• [Passage provided]:
━━━━━━
Because most philosophies that frown on reproduction don't survive.

Friday, November 04, 2005

Nature, Design, Architecture

A couple days ago Speculative Catholic linked to a four volume set The Nature of Order: An Essay on the Art of Building and The Nature of the Universe by Christopher Alexander.

The Nature of Order, Alexander's magnum opus, synthesizes the most provocative discoveries of 20th-century science — and lays them at the feet of aesthetic theory.

Alexander does for the 21st century what Roman author Vitruvius did for the first century B.C.: Write an account of how to build buildings by drawing from everything the culture knows about science. During the Renaissance, Italian author Leone Battista Alberti one-upped Vitruvius: where Vitruvius described, Alberti prescribed. Now Alexander is out to better Alberti.

Every millennium or so, architecture needs to assess its relationship to other branches of learning. Alexander's contribution to the millennial call is to give us four weighty tomes on how not to build buildings. Thou shalt not build to satisfy thy intellectual curiosity. Thou shalt not make design thy God.
━━━━━━
[Labeling and segmentation data]
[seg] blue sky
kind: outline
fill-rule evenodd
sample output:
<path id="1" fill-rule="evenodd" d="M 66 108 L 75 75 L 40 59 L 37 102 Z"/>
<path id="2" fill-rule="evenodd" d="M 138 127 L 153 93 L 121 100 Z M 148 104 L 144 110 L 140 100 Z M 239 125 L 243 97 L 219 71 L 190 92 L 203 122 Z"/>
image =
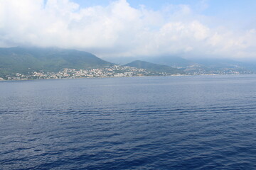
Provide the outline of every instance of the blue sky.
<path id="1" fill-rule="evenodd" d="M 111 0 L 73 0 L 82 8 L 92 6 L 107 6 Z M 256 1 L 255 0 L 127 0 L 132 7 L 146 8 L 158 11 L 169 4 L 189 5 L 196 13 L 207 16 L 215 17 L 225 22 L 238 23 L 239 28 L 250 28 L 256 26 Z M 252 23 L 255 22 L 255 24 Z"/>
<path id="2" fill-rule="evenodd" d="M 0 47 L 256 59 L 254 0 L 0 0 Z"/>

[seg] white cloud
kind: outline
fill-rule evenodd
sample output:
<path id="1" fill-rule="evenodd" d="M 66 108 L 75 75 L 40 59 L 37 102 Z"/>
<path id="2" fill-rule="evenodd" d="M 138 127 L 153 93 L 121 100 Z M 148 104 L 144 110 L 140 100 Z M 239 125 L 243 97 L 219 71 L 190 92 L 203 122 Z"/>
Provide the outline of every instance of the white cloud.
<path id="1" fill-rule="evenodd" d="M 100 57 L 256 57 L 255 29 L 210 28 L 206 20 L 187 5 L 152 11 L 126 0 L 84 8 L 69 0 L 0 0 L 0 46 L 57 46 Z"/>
━━━━━━
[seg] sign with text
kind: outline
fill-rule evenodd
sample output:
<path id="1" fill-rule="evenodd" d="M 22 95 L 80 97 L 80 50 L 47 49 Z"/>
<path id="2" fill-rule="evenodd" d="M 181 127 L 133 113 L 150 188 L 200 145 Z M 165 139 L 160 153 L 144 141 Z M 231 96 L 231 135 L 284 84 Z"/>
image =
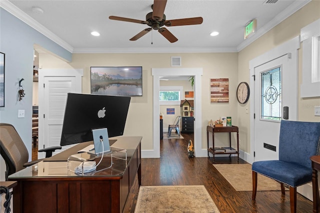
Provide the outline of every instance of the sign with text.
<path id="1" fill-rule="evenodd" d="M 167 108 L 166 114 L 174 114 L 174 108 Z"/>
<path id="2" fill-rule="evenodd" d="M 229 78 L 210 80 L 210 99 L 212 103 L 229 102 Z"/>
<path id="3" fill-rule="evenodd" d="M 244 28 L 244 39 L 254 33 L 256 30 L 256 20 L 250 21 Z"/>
━━━━━━
Pick up the passage on Christopher Alexander's The Nature of Order after its final sentence and continue it for a few more paragraphs.

• [Response to the task]:
Alexander argues with mind, heart and spirit that there is such a thing as an intuitive human need for beauty, order and harmony. Many traditional societies were in touch with that intuition that was fostered and nurtured by spiritual beliefs and practices. In the 20th century, this has been divorced from tasks like building edifices and cities. “Issues which were straightforward in other ages, such as spirit, are no longer part of our way of looking at the world,” Alexander writes in the prologue to the first book. If the human spirit is not on our minds, how can we build to nourish it?
It turns out that this more generally focused work follows several in which Alexander (described by the NY Times as "the zen master of home design") deals more directly with the practical elements of home, town and city design:

The Timeless Way of Building
A Pattern Language: Towns, Buildings, Construction
The Oregon Experiment
The Production of Houses
A New Theory of Urban Design

There are, of course, too many interesting books in the world to make any pretense of reading all of them. Still, with the continuing Darwin-family grumbling about 'someday we'll build our own house', we'll have to keep our eyes open.


Bernard Brandt said...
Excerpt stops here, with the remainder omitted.